REQUIRED TASK A: Change "hiking trip" to "backpacking trip" and write out the lightning safety text again, everything from "Here are some" down to "storm should develop.".

PASSAGE:
====

By James Pringle
Special to The PREVIEW
Colorado Lightning Safety Awareness Week continues through Saturday.
Outdoors is the most dangerous place to be during a thunderstorm. Each year, nearly all people in the United States who are injured or killed by lightning were involved in an outdoor activity. They were struck while working outside, were at or participating at an outdoor sporting event, or were boating or fishing. Other examples include people struck while they were hiking, mowing the lawn or simply going to or from their car. Quite a few were on their own property when they were struck.
Unfortunately, there is no place outside that is safe from lightning. The only safe place to be when lightning is occurring is either inside a substantial building or an enclosed automobile.
Here are some important things to remember before venturing outdoors:
An informed decision will help you avoid being in an area where lightning is expected to occur. Before heading out, get an updated forecast. Stay tuned to NOAA Weather Radio, check National Weather Service websites, go to your favorite broadcast or print media, or access your favorite weather apps on your cellphone for the latest forecast.
In Colorado, it is important to remember that thunderstorms typically develop in the mountains after 11 a.m. So, it is best to plan your climbing or hiking trip so that you are coming down the mountain by late morning.
If thunderstorms are in the forecast, consider planning an alternate indoor activity or, if you still plan to be outside, make a plan which will allow you to quickly get to a safe shelter if a storm should develop.
Once you are outside, keep up to date on the weather via your smartphone or portable NOAA weather radio receiver. Check for updated forecasts. Determine if storms are near you by checking the latest radar imagery on your cellphone. There are now several smartphone apps you can purchase that show you real-time lightning activity in your area. Do not forget to simply look around you to make sure storms are not developing in your vicinity.
We will now discuss two outdoor scenarios. The first is what to do if you are outdoors and a safe location is nearby, while the second scenario is what to do if you are outdoors and no safe location is nearby.
If you are outside, such as a park, a lake or an outdoor sporting event, know where the nearest safe location can be accessed. A safe location is any substantial building. A substantial building is a structure which is fully enclosed and has electrical wiring and plumbing. Examples of substantial buildings include a business, a home or a church. In addition, any enclosed hard-topped car or truck also offers excellent protection from a lightning strike.
Once you hear thunder or see lightning, immediately stop what you are doing and quickly get to a safe shelter. Do not wait until the rain starts before seeking a safe shelter. Once inside a safe shelter, it is recommended you stay there for at least 30 minutes after the last rumble of thunder.

====

REQUIRED TASK B: Report how many lines in the rows below contain the string "pink". Give only the number.

====

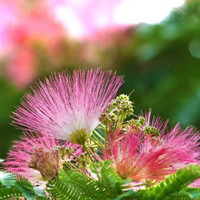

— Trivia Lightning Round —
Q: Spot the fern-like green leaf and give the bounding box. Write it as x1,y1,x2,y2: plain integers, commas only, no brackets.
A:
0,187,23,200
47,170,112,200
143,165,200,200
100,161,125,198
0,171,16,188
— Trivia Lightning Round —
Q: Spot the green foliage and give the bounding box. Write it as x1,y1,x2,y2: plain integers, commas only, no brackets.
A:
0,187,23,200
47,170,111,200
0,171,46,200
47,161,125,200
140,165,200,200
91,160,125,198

====

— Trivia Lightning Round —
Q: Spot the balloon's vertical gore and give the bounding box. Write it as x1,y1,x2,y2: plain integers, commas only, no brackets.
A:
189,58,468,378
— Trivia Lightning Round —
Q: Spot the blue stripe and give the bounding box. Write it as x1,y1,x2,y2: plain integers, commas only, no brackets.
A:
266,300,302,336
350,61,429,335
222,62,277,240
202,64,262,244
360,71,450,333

====

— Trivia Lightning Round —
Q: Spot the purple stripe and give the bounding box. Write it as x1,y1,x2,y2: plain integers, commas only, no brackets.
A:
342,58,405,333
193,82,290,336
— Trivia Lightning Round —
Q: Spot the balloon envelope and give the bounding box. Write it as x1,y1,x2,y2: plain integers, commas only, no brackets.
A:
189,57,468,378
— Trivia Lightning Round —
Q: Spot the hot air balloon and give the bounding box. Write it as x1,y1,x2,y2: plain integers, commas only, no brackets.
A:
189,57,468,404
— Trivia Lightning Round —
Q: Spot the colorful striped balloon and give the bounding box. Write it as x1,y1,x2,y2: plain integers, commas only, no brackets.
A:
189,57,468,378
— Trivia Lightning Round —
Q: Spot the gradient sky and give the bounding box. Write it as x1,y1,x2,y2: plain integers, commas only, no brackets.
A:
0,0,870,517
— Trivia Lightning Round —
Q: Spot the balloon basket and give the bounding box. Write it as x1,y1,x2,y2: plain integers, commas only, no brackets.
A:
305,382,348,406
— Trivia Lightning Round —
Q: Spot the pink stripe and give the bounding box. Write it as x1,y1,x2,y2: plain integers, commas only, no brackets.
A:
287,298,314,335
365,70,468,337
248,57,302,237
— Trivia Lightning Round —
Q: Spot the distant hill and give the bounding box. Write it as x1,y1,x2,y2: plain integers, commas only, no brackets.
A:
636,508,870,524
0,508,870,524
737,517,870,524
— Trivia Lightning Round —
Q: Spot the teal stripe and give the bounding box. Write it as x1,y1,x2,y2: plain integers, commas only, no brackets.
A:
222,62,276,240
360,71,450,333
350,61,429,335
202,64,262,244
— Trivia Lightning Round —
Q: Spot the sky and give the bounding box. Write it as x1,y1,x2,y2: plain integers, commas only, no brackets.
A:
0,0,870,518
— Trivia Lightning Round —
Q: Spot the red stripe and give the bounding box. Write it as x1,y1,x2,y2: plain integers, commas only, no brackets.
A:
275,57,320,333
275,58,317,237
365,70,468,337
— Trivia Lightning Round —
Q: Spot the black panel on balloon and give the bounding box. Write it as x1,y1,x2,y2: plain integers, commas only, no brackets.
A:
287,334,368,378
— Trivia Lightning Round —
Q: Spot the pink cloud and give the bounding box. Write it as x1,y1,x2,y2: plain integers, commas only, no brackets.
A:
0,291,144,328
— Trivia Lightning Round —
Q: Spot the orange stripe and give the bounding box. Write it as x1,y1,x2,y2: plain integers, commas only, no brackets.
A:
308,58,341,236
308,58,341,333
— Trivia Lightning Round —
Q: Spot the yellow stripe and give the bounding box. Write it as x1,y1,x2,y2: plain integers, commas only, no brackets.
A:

====

EXERCISE ANSWER A:
Here are some important things to remember before venturing outdoors:
An informed decision will help you avoid being in an area where lightning is expected to occur. Before heading out, get an updated forecast. Stay tuned to NOAA Weather Radio, check National Weather Service websites, go to your favorite broadcast or print media, or access your favorite weather apps on your cellphone for the latest forecast.
In Colorado, it is important to remember that thunderstorms typically develop in the mountains after 11 a.m. So, it is best to plan your climbing or backpacking trip so that you are coming down the mountain by late morning.
If thunderstorms are in the forecast, consider planning an alternate indoor activity or, if you still plan to be outside, make a plan which will allow you to quickly get to a safe shelter if a storm should develop.

EXERCISE ANSWER B: 2